"I am retired from Boeing now, so it's time to give back," Christianson said. "My family has been in this community for a long time. I want to help out and have a voice."
Christianson said she believes she has an uphill battle against the incumbent, but she hopes voters will take a look at her candidacy.
"I want to renew people's faith in local government," Christianson said. "I am not backed by any special interest groups. I tend to believe that there are always strings attached when one is in that kind of relationship."
Raezer said he doesn't owe any allegiance to special interests. He did say he is proud of his endorsements from the Arlington fire and police unions.
"I am honored," Raezer said. "These people are professionals and my job on the council is to make sure all city employees are able to do their jobs. I am a strong supporter of public safety programs in our city, but I am not beholden to unions. Instead, I answer to the voters and the taxpayers. We're all working for the same people, the citizens of Arlington."
Christianson's husband Craig, a former mayoral candidate, is a Seattle fireman, and among his family are longtime Arlington firefighters.

(Referring expression data)
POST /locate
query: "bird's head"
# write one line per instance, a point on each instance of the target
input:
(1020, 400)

==

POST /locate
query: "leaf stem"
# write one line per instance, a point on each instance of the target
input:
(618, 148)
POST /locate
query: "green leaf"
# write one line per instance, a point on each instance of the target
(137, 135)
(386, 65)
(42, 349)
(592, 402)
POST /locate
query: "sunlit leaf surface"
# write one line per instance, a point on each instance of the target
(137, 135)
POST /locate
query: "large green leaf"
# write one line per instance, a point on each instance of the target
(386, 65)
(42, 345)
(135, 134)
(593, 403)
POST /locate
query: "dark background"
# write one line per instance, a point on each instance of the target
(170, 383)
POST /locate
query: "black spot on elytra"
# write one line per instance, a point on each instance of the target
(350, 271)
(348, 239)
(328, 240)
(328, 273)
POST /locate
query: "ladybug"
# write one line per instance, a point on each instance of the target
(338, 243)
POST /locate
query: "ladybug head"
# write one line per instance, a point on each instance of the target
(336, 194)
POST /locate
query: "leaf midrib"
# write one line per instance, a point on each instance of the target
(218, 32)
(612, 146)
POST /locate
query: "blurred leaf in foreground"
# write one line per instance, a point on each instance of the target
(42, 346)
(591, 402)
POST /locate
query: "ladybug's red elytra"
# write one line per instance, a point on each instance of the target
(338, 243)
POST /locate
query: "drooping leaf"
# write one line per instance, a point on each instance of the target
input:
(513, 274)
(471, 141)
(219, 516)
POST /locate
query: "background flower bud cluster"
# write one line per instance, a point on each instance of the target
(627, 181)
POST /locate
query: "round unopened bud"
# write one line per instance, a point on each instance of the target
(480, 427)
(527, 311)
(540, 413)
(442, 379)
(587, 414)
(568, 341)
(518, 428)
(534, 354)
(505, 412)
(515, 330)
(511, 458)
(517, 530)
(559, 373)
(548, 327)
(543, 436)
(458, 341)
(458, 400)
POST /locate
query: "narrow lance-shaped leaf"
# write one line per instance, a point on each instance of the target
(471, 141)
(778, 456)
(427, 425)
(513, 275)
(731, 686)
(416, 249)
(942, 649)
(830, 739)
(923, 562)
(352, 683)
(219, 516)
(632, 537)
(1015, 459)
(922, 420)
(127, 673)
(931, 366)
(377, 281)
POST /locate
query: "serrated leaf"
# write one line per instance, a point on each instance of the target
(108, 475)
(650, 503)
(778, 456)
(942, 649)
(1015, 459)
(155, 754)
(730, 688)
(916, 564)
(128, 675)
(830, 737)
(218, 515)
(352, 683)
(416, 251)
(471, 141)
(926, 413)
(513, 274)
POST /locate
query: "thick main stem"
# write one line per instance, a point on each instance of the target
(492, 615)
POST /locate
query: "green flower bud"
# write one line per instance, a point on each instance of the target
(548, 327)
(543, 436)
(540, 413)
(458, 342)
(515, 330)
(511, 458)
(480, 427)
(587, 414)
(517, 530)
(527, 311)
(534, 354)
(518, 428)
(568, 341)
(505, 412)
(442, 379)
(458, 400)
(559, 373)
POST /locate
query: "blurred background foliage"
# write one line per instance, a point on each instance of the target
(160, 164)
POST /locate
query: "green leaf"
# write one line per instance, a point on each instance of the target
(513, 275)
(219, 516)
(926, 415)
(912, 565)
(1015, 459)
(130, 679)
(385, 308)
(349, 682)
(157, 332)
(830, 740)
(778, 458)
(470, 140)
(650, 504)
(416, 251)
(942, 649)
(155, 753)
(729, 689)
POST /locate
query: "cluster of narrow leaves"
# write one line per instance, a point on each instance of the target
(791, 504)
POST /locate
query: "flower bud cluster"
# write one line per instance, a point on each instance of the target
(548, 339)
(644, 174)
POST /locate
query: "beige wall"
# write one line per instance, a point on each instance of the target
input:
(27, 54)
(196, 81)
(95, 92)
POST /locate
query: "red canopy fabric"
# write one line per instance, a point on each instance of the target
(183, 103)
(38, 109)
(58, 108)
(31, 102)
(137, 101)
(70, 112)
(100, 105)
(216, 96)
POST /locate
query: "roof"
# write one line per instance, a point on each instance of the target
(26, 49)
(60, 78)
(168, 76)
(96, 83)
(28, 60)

==

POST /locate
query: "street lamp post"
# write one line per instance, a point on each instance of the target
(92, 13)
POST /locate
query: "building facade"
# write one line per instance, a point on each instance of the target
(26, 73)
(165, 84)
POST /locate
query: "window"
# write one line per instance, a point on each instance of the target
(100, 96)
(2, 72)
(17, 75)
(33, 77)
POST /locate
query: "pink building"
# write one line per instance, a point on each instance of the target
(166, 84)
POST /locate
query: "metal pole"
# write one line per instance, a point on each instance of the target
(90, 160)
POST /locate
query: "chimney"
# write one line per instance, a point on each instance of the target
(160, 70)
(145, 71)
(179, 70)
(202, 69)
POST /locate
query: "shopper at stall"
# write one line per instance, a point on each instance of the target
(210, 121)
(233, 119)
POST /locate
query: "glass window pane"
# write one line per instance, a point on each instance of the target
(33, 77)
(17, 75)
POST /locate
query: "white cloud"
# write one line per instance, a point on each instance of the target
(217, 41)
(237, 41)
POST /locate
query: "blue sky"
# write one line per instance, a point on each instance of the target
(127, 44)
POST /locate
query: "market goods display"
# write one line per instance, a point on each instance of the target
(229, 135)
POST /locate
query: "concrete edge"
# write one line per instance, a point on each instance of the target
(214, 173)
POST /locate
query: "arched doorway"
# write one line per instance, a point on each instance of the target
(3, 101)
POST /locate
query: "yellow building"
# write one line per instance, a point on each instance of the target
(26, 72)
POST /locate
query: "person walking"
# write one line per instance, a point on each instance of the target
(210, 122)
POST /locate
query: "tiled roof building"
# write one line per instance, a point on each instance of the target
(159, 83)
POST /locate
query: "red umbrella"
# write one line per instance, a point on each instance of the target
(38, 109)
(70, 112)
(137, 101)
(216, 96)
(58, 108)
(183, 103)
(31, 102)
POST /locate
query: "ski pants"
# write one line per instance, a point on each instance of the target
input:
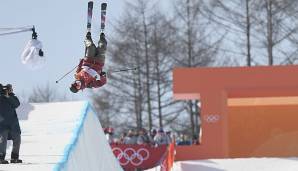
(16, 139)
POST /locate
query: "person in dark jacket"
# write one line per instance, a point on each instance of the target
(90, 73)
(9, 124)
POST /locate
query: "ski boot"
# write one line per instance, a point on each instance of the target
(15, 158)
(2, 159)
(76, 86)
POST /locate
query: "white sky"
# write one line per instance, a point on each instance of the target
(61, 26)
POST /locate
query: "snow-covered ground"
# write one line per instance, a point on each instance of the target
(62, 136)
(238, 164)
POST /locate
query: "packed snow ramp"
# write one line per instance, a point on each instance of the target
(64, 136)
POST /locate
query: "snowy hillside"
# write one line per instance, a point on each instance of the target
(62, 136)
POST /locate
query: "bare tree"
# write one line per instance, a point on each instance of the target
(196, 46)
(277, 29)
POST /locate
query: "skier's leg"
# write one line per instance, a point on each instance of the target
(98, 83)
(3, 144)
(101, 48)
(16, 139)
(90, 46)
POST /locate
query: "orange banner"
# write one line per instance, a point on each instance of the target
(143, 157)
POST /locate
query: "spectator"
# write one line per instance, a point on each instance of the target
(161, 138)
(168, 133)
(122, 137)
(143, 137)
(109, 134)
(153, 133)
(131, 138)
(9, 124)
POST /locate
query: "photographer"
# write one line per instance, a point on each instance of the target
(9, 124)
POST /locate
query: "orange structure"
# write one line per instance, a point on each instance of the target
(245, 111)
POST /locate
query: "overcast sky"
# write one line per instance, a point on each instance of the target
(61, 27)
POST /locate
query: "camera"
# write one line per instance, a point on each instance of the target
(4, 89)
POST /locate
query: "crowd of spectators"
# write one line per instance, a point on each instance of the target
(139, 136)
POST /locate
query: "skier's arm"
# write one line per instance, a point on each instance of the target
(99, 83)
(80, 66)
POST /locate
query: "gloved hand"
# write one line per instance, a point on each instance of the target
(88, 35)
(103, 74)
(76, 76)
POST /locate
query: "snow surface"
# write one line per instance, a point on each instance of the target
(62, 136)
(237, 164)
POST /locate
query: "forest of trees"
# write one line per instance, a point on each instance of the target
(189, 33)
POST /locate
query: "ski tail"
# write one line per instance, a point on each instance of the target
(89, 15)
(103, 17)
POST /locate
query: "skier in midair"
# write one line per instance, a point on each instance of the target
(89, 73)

■ **TASK INSTRUCTIONS**
[1] Write out the passage from the Arlington council race article, starting at "Christianson said she" and ending at "and police unions.".
[2] In the Arlington council race article, which unions have endorsed Raezer?
[3] Continue the Arlington council race article from the point where it stops.

■ **ANSWERS FOR THE EXERCISE**
[1]
Christianson said she believes she has an uphill battle against the incumbent, but she hopes voters will take a look at her candidacy.
"I want to renew people's faith in local government," Christianson said. "I am not backed by any special interest groups. I tend to believe that there are always strings attached when one is in that kind of relationship."
Raezer said he doesn't owe any allegiance to special interests. He did say he is proud of his endorsements from the Arlington fire and police unions.

[2] The Arlington fire and police unions.

[3]
"It was a little odd not to be endorsed (by the public safety unions)," Christianson said. "But a lot of voters like to go with the candidate who is not backed by a special interest group. I have nothing against labor unions. I was in one. But I don't think they should be backing anybody."
Christianson said she wants adequate funding for police and other services that will ultimately reduce crime caused by drugs.
Keeping the city's budget balanced also is part of Christianson's list of goals should she be elected, she said.
"We also need to hold enough money in reserve so we don't go in the red," Christianson said. "Nobody wants higher taxes, but a slight increase in property taxes is something we might need to look at, especially considering that Arlington has one of the lowest tax rates around."
Raezer said his top priorities if re-elected would be to ensure public safety for a growing population, better roads and economic development.
"We want to stay ahead of the curve on the demands for services," Raezer said. "It's no secret that we have streets unable to handle peak traffic, including on state roads such as 172nd Street. We need to keep the pressure on Olympia to get the work started. And without retail development and good-paying manufacturing jobs, which are dependent on good roads and public safety, we won't have the revenue to fund what we need for Arlington to continue to be a vibrant community."
It's all related, he said.
"We need to make sure the city is performing as well as possible, keeping alive our partnerships with the school district, the county, the hospital and our great volunteers," Raezer said. "If I am re-elected, it's my goal to challenge myself to stay fresh in this job. We constantly need to find better ways to do all that it takes to run the city."
Gale Fiege: 425-339-3427; firstname.lastname@example.org.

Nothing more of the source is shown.